Return every line of the items below that contains the word "coping", matching case exactly.

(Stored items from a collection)
□ □ □ □
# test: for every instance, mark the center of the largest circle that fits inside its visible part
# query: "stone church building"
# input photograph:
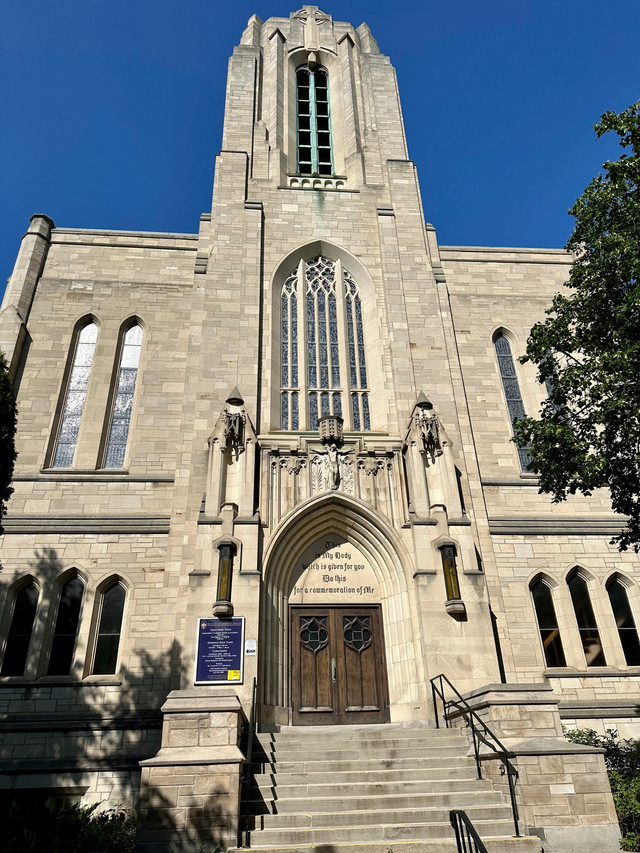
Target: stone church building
(281, 449)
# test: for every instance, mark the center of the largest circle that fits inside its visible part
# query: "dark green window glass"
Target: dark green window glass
(66, 630)
(625, 622)
(108, 640)
(313, 122)
(548, 625)
(511, 390)
(19, 637)
(586, 620)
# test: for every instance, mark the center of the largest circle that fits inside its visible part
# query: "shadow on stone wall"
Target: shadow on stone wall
(62, 739)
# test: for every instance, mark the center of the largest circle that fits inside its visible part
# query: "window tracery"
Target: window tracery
(322, 298)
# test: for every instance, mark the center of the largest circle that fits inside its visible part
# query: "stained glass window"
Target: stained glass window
(313, 122)
(19, 637)
(547, 624)
(123, 403)
(66, 630)
(330, 308)
(109, 628)
(76, 395)
(585, 617)
(511, 390)
(625, 622)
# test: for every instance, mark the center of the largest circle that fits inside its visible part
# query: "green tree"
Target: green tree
(587, 351)
(7, 436)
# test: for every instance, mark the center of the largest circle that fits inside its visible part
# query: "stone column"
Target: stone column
(190, 790)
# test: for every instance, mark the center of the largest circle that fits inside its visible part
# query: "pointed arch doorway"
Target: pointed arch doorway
(338, 670)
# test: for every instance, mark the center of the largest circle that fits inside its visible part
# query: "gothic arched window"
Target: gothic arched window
(586, 620)
(111, 605)
(322, 298)
(66, 630)
(511, 389)
(75, 396)
(123, 400)
(313, 122)
(19, 636)
(547, 624)
(625, 622)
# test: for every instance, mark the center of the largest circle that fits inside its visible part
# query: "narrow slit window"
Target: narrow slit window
(123, 402)
(109, 630)
(548, 625)
(585, 617)
(20, 630)
(75, 396)
(511, 390)
(625, 622)
(66, 630)
(314, 156)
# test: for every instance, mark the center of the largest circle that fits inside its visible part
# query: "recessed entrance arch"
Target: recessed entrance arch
(387, 568)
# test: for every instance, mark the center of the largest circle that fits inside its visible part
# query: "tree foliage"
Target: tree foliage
(587, 351)
(7, 435)
(622, 758)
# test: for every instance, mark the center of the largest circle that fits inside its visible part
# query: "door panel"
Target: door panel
(338, 672)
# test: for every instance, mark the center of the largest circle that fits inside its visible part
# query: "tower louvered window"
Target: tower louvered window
(329, 373)
(313, 122)
(511, 390)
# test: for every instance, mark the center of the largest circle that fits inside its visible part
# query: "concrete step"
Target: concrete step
(341, 763)
(434, 776)
(380, 798)
(381, 811)
(403, 749)
(374, 833)
(494, 845)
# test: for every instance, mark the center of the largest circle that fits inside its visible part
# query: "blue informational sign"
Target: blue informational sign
(219, 651)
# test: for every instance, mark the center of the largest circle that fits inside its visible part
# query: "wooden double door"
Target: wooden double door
(338, 671)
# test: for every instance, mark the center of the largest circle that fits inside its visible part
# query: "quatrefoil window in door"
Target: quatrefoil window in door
(357, 632)
(313, 633)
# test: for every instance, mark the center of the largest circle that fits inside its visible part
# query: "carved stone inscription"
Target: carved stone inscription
(333, 571)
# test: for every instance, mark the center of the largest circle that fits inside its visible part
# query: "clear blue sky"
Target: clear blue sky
(112, 111)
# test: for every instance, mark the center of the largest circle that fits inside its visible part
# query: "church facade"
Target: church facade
(297, 425)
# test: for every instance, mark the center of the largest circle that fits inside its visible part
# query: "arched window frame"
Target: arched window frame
(123, 394)
(103, 589)
(502, 345)
(53, 633)
(550, 635)
(316, 380)
(578, 583)
(7, 625)
(76, 381)
(314, 148)
(625, 623)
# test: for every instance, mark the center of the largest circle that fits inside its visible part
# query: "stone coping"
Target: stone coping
(170, 756)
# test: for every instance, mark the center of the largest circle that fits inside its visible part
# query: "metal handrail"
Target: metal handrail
(467, 839)
(245, 780)
(480, 732)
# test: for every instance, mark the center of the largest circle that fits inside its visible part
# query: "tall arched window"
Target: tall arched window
(66, 630)
(547, 624)
(624, 621)
(75, 396)
(111, 604)
(123, 401)
(322, 299)
(585, 617)
(313, 122)
(511, 389)
(20, 630)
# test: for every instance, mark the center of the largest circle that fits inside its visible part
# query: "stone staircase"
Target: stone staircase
(372, 789)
□ □ □ □
◆ **Answer below**
# query: "stone coping"
Target: stone coping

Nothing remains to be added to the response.